**Exercise tasks:**
1 > In the POTS passage, what has research on POTS shifted toward in recent years?
2 > In the POTS passage, list each condition that the sentence beginning "Patients with this syndrome have" says these patients have.
BEGIN Source document
A large proportion of joint hypermobility syndrome patients with esophageal symptoms have exact reflux-related symptoms or esophageal hypomotility, and this is more likely due to POTS [21]. A study was done in 2016 to suggest a potential association between gluten-related disorders and POTS. A prospective study evaluating this relationship further may enable a better understanding and management of these conditions because 4% of patients with POTS had serology and biopsy-proven coeliac disease in that study, which was significantly higher in the coeliac disease population than in the local population [22].

In recent years, research on POTS has shifted toward work on renin–angiotensin–aldosterone system (RAAS) [23]. Patients with this syndrome have a partial neuropathic state with impaired lower extremity sympathetic innervation, abnormal venous pooling, and hypovolemic state with low renin–angiotensin–aldosterone system upregulation [24]. A study showed that some patients with POTS had inappropriately normal levels of plasma renin activity and paradoxically lower levels of aldosterone despite their hypovolemia when compared to healthy subjects [25].

Sleep disturbance is an essential factor in the quality of life. Many chronically ill patients, including those with POTS, complain of poor sleep but a lack of sufficient data to link between POTS, depression, and disturbed sleep might have limited the variability, as explained by Pederson and Book [26]. Sleep issues were adequately treated through pharmacologic and nonpharmacologic means [27-28].
END Source document
BEGIN Data to examine
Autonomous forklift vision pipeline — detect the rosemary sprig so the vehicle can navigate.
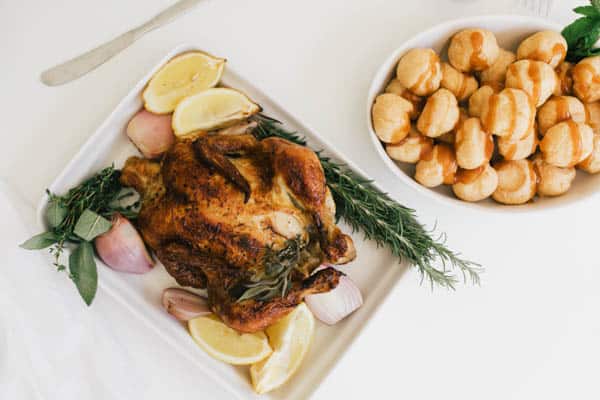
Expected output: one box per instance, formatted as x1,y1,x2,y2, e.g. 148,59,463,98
21,166,139,305
237,237,306,302
562,0,600,62
253,115,482,289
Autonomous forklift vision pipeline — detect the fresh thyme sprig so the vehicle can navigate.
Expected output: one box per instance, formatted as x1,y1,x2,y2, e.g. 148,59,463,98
253,115,482,289
562,0,600,62
21,166,139,305
237,237,306,302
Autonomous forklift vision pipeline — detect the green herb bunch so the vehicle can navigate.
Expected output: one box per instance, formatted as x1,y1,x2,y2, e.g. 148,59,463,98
562,0,600,62
21,166,139,305
253,115,481,289
237,237,306,302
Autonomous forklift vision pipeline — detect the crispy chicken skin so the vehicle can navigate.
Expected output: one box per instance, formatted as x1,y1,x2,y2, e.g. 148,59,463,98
121,134,355,332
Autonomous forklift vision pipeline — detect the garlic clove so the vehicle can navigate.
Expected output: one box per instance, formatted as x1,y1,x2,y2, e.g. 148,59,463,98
94,213,154,274
162,288,211,321
304,267,363,325
127,110,175,158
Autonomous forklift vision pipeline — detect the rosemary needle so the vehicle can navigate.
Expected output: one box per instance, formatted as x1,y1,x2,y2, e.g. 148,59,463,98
253,115,482,289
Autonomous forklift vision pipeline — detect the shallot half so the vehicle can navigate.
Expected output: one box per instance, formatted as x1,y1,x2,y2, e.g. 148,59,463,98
162,288,211,321
94,213,154,274
304,267,363,325
127,110,175,158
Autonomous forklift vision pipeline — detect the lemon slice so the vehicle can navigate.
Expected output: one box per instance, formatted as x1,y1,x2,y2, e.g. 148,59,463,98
173,88,260,136
250,303,315,394
142,51,225,114
188,315,271,365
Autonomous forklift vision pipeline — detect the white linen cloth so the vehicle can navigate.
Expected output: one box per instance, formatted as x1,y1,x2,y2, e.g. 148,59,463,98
0,183,231,400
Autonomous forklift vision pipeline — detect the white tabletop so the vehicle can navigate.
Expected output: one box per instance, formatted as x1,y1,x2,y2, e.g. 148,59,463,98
0,0,600,400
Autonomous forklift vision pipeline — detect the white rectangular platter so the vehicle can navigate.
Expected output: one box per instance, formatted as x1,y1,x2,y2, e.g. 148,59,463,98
38,45,406,400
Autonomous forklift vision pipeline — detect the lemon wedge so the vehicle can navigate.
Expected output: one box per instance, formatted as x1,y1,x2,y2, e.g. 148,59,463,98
172,88,260,136
142,51,225,114
250,303,315,394
188,315,272,365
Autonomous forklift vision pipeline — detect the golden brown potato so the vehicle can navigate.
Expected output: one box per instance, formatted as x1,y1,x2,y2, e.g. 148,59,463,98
385,79,425,120
454,118,494,169
371,93,413,143
517,31,567,68
417,88,459,138
540,119,594,167
396,49,442,96
533,154,575,196
481,88,535,141
452,164,498,201
448,29,500,72
492,160,537,204
415,144,457,187
506,60,558,107
442,63,479,101
577,135,600,174
469,85,498,118
479,49,517,86
537,96,586,135
498,122,538,160
572,56,600,103
385,126,433,164
583,101,600,134
554,61,573,96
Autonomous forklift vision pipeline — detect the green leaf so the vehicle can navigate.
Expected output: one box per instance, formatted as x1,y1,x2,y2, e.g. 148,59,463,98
73,209,111,242
46,200,67,228
19,232,58,250
69,242,98,306
573,6,600,17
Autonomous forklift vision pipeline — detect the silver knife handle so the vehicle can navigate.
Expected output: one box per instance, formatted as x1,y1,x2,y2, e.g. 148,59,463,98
41,0,201,86
41,29,143,86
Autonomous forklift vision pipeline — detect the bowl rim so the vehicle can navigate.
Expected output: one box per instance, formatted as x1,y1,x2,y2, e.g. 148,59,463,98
365,14,593,214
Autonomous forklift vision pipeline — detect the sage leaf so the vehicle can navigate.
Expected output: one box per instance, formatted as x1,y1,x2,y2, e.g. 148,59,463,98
73,209,111,242
46,200,67,228
573,6,600,17
69,242,98,306
19,231,58,250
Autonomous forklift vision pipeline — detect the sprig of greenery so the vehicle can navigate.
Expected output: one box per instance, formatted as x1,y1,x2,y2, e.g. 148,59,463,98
253,115,482,289
21,166,139,305
562,0,600,62
237,237,306,302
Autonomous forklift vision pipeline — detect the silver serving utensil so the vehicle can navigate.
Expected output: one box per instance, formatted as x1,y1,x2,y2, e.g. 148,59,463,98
41,0,201,86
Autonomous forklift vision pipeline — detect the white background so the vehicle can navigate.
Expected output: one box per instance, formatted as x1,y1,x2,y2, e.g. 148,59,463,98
0,0,600,400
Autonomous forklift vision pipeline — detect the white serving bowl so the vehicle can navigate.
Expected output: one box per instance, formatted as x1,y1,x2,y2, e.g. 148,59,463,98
366,15,600,212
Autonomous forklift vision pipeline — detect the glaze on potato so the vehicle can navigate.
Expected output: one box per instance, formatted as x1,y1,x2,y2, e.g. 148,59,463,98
452,164,498,202
540,119,594,167
396,49,442,96
415,144,457,187
533,154,575,196
572,56,600,103
417,88,459,138
371,93,413,143
497,126,538,161
385,127,433,164
492,160,537,205
505,60,558,107
448,29,500,72
441,63,479,102
517,31,567,68
537,96,586,135
481,88,535,140
454,118,494,169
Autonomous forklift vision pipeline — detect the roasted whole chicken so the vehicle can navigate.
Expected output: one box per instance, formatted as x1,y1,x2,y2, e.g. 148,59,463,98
121,134,355,332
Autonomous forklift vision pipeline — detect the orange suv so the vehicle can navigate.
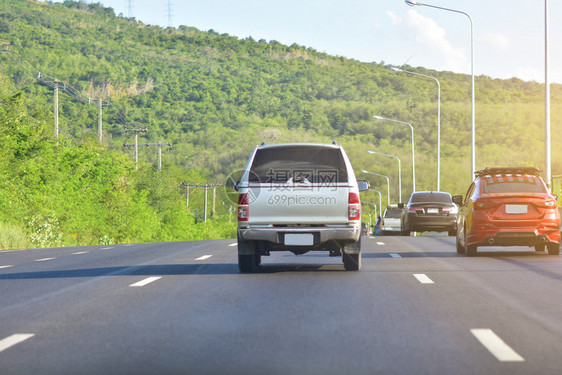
END Data to examine
**Expected responses:**
1 > The renin–angiotensin–aldosterone system (RAAS).

2 >
- A partial neuropathic state with impaired lower extremity sympathetic innervation
- Abnormal venous pooling
- A hypovolemic state with low renin–angiotensin–aldosterone system upregulation